• [GOAL]
Which lines in the items below contain the word "hand"? Copy out each one.

------ RECORDS SUPPLIED ------

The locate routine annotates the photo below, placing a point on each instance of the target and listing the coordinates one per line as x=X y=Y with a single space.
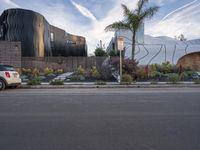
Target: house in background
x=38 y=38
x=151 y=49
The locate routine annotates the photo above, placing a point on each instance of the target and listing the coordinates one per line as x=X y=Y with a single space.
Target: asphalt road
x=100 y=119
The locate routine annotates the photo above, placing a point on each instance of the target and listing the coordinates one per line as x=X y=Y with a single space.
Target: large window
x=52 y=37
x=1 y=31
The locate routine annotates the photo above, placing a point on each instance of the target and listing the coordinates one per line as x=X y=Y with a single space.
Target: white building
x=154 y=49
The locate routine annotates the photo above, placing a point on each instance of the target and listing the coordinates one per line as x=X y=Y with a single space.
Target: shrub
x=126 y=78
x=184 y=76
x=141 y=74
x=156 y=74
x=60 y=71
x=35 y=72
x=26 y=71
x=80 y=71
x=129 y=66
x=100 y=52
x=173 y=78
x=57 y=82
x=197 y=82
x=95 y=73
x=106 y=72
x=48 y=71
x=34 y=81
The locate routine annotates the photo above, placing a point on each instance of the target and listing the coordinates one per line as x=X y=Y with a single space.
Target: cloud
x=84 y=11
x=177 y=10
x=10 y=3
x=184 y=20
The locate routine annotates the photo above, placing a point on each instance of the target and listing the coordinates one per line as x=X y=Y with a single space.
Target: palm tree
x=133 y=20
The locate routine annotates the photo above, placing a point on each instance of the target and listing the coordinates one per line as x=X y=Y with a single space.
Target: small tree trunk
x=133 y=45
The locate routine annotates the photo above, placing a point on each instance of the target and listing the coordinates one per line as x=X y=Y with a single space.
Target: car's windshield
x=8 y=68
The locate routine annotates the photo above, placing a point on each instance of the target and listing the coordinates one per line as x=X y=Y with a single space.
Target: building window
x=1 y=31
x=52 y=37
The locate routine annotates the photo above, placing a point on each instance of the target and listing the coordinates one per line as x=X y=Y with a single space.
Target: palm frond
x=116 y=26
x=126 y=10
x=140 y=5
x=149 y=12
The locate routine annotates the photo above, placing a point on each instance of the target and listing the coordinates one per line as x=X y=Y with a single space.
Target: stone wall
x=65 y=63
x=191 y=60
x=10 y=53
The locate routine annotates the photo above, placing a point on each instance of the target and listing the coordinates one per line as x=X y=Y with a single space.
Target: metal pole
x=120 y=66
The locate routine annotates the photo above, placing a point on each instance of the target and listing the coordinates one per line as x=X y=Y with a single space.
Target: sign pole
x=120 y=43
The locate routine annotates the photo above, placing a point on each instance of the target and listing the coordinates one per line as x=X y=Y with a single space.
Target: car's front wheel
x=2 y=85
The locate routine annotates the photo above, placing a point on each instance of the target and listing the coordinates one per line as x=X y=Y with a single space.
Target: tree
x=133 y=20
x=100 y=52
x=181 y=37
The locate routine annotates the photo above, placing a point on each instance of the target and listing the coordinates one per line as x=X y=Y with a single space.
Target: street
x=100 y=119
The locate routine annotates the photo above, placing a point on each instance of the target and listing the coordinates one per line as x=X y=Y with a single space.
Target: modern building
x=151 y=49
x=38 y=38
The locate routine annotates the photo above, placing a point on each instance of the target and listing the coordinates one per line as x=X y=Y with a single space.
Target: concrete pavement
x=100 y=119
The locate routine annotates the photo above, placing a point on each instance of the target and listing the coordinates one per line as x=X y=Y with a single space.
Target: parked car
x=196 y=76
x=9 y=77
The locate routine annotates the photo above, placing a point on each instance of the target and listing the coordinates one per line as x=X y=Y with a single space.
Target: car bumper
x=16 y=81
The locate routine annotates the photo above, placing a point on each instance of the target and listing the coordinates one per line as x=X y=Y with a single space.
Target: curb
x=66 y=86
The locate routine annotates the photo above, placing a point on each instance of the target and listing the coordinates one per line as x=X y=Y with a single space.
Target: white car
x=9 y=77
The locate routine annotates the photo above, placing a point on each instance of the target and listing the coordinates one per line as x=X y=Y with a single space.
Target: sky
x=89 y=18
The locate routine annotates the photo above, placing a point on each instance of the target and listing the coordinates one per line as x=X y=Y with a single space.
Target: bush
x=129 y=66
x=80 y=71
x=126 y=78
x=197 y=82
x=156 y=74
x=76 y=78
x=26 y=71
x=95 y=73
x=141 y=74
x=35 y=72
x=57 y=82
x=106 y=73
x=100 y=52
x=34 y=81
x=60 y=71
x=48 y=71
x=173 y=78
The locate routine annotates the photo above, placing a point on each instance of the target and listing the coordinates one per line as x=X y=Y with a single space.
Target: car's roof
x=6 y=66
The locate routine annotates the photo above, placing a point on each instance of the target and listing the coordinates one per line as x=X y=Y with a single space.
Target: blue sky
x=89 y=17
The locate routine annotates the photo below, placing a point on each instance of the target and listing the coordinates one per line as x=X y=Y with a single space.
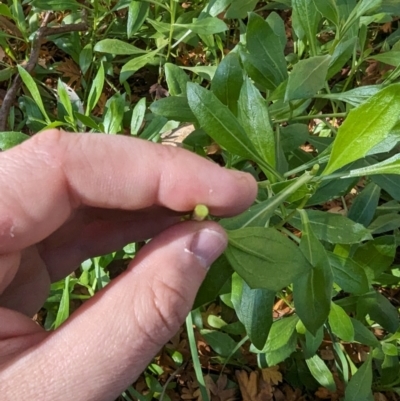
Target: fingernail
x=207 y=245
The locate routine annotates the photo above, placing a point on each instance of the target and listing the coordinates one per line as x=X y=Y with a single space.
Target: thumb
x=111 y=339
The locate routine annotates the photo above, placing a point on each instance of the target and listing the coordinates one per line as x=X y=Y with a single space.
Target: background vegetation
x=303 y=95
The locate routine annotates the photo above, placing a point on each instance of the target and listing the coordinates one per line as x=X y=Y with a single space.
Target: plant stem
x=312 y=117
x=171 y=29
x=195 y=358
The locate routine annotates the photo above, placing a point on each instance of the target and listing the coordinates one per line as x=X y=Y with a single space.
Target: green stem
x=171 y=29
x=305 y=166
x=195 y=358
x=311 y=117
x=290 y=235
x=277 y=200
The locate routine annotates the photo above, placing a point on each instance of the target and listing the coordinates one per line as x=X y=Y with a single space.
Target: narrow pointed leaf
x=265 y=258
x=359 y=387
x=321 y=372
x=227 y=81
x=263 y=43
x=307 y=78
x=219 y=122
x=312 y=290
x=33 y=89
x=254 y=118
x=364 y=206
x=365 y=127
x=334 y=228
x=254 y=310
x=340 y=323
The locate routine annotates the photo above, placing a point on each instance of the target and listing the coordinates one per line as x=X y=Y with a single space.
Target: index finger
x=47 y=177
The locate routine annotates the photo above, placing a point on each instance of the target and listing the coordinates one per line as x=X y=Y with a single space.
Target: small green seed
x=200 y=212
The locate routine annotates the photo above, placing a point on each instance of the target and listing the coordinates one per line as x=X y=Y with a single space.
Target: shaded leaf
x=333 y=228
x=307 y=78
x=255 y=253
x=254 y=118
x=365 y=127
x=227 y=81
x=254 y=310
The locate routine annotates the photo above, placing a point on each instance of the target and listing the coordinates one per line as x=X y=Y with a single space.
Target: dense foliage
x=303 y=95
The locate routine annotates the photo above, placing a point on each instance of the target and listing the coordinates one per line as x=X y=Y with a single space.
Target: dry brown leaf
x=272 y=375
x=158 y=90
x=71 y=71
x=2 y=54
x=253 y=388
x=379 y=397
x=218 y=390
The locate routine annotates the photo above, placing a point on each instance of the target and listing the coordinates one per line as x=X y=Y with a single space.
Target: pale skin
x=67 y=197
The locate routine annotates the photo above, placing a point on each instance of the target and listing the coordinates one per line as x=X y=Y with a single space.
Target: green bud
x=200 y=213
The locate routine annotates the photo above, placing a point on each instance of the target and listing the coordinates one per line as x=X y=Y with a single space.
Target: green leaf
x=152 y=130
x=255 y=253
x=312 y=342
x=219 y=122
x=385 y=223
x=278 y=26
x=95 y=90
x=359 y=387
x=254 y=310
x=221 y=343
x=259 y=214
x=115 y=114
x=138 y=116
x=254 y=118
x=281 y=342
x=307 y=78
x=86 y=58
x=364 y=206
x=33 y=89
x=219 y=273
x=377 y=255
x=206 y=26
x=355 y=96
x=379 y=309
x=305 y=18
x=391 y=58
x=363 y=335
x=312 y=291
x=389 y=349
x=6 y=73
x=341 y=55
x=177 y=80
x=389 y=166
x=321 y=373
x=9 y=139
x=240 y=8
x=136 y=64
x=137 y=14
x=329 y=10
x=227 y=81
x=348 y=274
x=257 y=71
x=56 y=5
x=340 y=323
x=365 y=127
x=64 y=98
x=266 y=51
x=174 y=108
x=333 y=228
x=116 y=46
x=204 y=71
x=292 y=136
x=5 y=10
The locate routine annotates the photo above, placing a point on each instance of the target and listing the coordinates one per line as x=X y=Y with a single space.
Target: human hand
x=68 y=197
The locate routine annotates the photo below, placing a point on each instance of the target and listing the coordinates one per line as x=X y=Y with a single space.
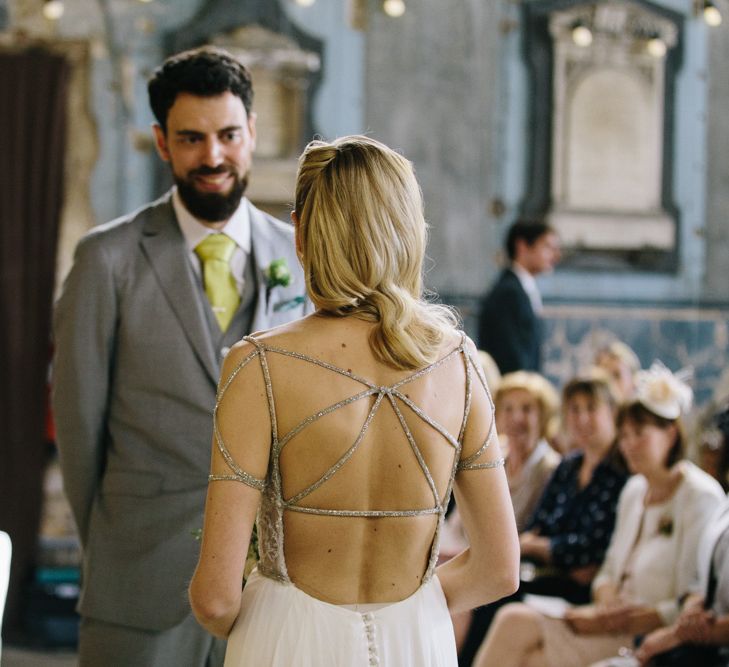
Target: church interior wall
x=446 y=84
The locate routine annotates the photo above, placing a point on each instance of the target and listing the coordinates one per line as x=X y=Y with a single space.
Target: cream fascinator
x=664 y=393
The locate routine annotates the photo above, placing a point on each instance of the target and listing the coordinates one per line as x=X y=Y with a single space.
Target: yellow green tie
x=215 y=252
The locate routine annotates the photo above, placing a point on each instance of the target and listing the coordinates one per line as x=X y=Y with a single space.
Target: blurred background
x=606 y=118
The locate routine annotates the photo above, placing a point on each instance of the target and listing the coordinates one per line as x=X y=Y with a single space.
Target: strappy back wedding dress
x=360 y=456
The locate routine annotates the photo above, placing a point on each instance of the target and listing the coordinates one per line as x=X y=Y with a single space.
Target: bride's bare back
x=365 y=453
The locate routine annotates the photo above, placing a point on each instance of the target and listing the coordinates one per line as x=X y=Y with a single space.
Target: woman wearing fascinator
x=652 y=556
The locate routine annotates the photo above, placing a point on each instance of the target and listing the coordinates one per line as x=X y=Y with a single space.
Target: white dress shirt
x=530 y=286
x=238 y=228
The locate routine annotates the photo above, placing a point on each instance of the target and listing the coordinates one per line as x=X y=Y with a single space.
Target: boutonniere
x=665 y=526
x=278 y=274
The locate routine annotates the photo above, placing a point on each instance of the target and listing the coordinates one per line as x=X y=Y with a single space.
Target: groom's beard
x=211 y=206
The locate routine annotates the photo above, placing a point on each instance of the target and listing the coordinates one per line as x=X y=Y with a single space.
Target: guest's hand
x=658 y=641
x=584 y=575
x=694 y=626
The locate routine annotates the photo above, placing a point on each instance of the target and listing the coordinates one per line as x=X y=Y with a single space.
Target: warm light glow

------

• [TASK ANSWER]
Target: human hand
Target: guest's hand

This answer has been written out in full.